*What needs to be done:* Reproduce every line of the listing below verbatim, keeping each word and number unchanged. Leave the pictures out of your output.

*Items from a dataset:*
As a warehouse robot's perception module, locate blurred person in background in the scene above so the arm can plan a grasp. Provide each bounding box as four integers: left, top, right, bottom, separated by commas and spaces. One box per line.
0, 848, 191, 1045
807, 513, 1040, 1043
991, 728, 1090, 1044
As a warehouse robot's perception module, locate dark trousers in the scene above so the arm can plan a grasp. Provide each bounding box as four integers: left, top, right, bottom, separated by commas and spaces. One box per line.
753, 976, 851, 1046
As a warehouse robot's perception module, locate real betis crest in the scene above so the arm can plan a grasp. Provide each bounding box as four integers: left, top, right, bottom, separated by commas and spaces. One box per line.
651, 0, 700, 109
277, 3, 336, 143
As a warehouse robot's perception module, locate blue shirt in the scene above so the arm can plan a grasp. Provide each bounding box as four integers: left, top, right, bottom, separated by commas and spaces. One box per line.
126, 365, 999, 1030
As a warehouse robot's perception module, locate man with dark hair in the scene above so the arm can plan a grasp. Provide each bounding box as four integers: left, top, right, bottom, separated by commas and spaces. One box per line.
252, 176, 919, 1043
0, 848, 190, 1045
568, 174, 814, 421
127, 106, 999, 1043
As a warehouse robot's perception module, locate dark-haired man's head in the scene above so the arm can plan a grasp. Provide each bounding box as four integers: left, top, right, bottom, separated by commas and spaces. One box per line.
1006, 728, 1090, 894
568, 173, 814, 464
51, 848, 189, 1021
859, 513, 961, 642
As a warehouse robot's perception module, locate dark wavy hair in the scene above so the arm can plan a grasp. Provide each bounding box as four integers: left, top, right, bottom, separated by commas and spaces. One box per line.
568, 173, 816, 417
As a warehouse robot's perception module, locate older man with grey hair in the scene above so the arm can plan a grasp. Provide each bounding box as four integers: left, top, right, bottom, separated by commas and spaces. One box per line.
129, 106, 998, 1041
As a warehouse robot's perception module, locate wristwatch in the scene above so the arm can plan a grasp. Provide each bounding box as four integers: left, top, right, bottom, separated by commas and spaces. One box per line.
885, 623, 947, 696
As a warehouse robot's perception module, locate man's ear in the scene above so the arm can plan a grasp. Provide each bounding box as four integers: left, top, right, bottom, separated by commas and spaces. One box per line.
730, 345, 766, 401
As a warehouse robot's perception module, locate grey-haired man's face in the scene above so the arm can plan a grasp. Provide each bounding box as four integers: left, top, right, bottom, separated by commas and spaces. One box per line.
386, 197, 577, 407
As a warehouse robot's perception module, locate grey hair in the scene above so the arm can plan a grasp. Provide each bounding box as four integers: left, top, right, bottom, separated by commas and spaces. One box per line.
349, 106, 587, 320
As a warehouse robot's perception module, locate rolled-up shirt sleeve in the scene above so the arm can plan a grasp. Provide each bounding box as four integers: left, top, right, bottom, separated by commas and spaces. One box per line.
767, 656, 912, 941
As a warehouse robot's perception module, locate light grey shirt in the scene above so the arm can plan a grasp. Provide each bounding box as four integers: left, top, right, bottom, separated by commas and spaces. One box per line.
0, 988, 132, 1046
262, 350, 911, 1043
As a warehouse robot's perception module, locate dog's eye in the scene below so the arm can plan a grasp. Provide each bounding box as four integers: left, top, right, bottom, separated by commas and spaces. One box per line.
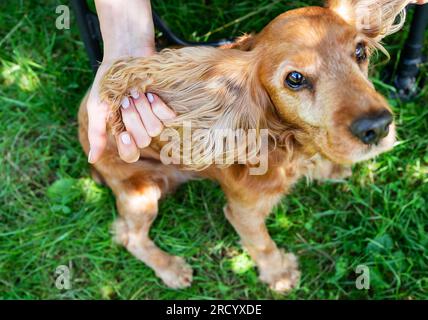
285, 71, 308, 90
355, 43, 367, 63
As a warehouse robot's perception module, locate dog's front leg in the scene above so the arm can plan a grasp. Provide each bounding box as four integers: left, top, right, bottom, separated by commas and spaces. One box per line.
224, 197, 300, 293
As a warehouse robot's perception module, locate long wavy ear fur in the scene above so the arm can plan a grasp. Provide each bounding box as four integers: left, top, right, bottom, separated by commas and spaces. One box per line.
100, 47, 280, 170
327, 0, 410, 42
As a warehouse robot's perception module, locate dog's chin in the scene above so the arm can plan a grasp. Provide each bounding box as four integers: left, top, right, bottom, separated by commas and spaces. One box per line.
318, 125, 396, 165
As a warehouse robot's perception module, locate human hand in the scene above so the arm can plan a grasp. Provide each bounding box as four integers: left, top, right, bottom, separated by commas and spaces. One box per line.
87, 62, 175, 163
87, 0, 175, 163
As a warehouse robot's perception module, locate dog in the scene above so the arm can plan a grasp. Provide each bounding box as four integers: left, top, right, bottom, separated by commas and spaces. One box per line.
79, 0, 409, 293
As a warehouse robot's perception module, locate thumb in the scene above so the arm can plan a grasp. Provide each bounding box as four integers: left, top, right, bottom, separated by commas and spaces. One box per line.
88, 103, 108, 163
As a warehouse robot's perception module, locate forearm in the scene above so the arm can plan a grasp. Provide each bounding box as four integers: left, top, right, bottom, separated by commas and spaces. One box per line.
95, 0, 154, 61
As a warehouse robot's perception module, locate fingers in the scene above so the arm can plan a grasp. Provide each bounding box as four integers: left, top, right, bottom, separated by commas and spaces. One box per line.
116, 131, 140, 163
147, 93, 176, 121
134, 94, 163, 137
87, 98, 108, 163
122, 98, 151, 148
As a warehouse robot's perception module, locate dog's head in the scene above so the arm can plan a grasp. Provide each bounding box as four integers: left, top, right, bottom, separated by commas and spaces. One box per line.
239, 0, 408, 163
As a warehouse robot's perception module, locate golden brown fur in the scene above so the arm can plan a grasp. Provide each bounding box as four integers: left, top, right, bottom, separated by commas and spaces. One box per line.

*Result for this exercise:*
As a warehouse robot's perception module, locate blurred person in background in the scene above so the arm can plan a grasp. Provide each bounding box as four integers: left, top, right, bottom, separated by commas and spaces. One box per line.
0, 848, 191, 1045
807, 513, 1040, 1043
991, 728, 1090, 1044
As a warehouse robot's perception module, locate dark trousers in the scene above so the arm can plan a grasp. Provide each bounding box as four integers: left, top, right, bottom, separated by commas and spaces. One box per line.
753, 976, 851, 1046
As a warehouse robot's perception module, locate real betis crest in the scene above so the arm can plan a grasp. Provide each bounding box as four integers: left, top, right, bottom, separated by commas and spaces. One box per line.
651, 0, 700, 109
277, 3, 336, 143
As a warehouse robot's perception module, locate blue shirt in the scene above so the arm can plan a grasp. Provide each bounding box as four integers: left, top, right, bottom, separated by commas and spaces. One box per line.
126, 365, 999, 1030
As a warehouse robot's perception module, locate man with dark hair in the scene above so the arm can plan a grasp. Provide each bounding box as four integers: left, top, right, bottom, separated by commas and spaces. One box per line.
252, 176, 919, 1043
0, 848, 190, 1045
568, 174, 814, 421
127, 106, 999, 1043
As a warehouse robot's perception module, locate dark-haired man's head in the scene above so the arm can plan a grasp. Provide each bounding box as four integers: left, top, right, bottom, separated by commas and spaces. One box per line.
1006, 728, 1090, 894
568, 173, 814, 464
51, 848, 189, 1021
859, 513, 961, 642
As a warehouse robot's perception module, locate dark wavy hair in the scene above so the arm can plan a grasp. Provide each bounding box as four integers: left, top, right, bottom, separated by commas and spaces. One box per line.
568, 173, 816, 417
As a warehouse robot's perception module, locate older man with grey hair in the scene above so the arm can plan a grasp. Provide each bounding box as four integers: left, top, right, bottom, separated by commas and spaces. One box per line.
129, 106, 998, 1041
As a warehouse robot's perception module, locate wristwatch in the scene above so the arm can plan a grasp. Provide each bounding box as four integers: left, top, right, bottom, separated by commas and spaces. One box per line.
885, 623, 947, 696
As a warehouse robot's perception module, locate man's ear in the scene above so the arm can plan a grasp. Provide each bounding box as four integers: left, top, right, bottom, separated by commas and spaces. One box per line.
730, 345, 766, 401
As a warehouse robot's perception module, locate grey-haired man's face in the scene above so the arm can plan a grasp. Provide each bounding box as four integers: left, top, right, bottom, separated by commas and spaces. One box per line.
386, 197, 577, 407
As a warehouse robot's perception module, locate grey hair in the scene above so the arm can plan a grasp. Provide each bounding box as four integers: left, top, right, bottom, separated by commas and spaces. One box per line.
349, 106, 587, 320
As a warehouse robot's perception module, locate rolled-up shirt sleeve in the scene above so the arm can plan a grasp. Provide each bounding box as four integers: left, top, right, bottom, separated by commas and spaces. One box per line.
767, 656, 912, 941
As a warehouse robot's perception module, locate light grey shirt in the scene above so the arm can plan a grasp. Provide each bounding box as four integers: left, top, right, bottom, separated by commas and spaces. One box per line.
0, 988, 132, 1046
262, 350, 911, 1043
As a warehouse robot's perception module, locate dog's eye in the scene below so the arm can plan a grasp. Provide each bounding box as four integers: left, top, right, bottom, separated by commas and spaces. One box per line.
285, 71, 308, 90
355, 43, 367, 63
As a warehouse robot's perception module, locate dog's front leg in the scene above so the arm can plan a grasp. Provide each bounding box as four integers: left, top, right, bottom, separated by commas and spaces. One box per line.
224, 197, 300, 293
As a warehouse robot's perception module, locate long wavy ear fur in the scene above so the arm can plan a grasp. Provide each bounding box as four integers: left, top, right, bottom, separated by commas and spaces. One box per line.
100, 47, 280, 170
327, 0, 410, 42
As a warehouse robot's perception module, locate dog's chin in the scene above so the arm can plan a grasp. Provide each bounding box as four integers: left, top, right, bottom, separated by commas and spaces. One box per line.
318, 125, 396, 165
As a warehouse robot's perception module, locate human hand in the scene above so the arm can plan a grasp. Provide each bounding box as four integers: left, top, right, bottom, separated by commas and spaces. One box per line.
87, 62, 175, 163
87, 0, 175, 163
As a warehouse robot's perception module, locate dog in the scene above so the arm can plan a grasp. Provide each bounding box as four integers: left, top, right, bottom, separated by commas and spaces. One box per line.
79, 0, 409, 293
As a warehouse robot's perception module, locate thumb in the scene above so the arm can plan a grasp. Provide each bounding box as four integers: left, top, right, bottom, separated by commas and spaces. One box per line.
88, 103, 108, 163
As a warehouse robot's perception module, locate forearm in the scene above so the arm can plan a grasp. Provide each bounding box as four integers: left, top, right, bottom, separated by commas and spaces. One box per line.
95, 0, 154, 61
As a warehouse robot's perception module, locate fingers in the scene above so the arm can plan a grasp. Provide each bounding box as four integers: left, top, right, bottom, separated by commas and spaces. One box per line.
116, 131, 140, 163
147, 93, 176, 121
134, 94, 163, 137
87, 98, 108, 163
122, 98, 151, 148
As a warehouse robot's perception module, locate dog's head in the scene above so the arm can plan a grasp. Provide each bounding box as four integers: left, top, right, bottom, separated by commas and spaces. One box per line.
239, 0, 408, 163
As a warehouse robot's perception module, locate golden brown fur in the scene above so the arm can plan a grasp. Provide each bounding box as four integers: left, top, right, bottom, separated by commas and spaces. One box per line.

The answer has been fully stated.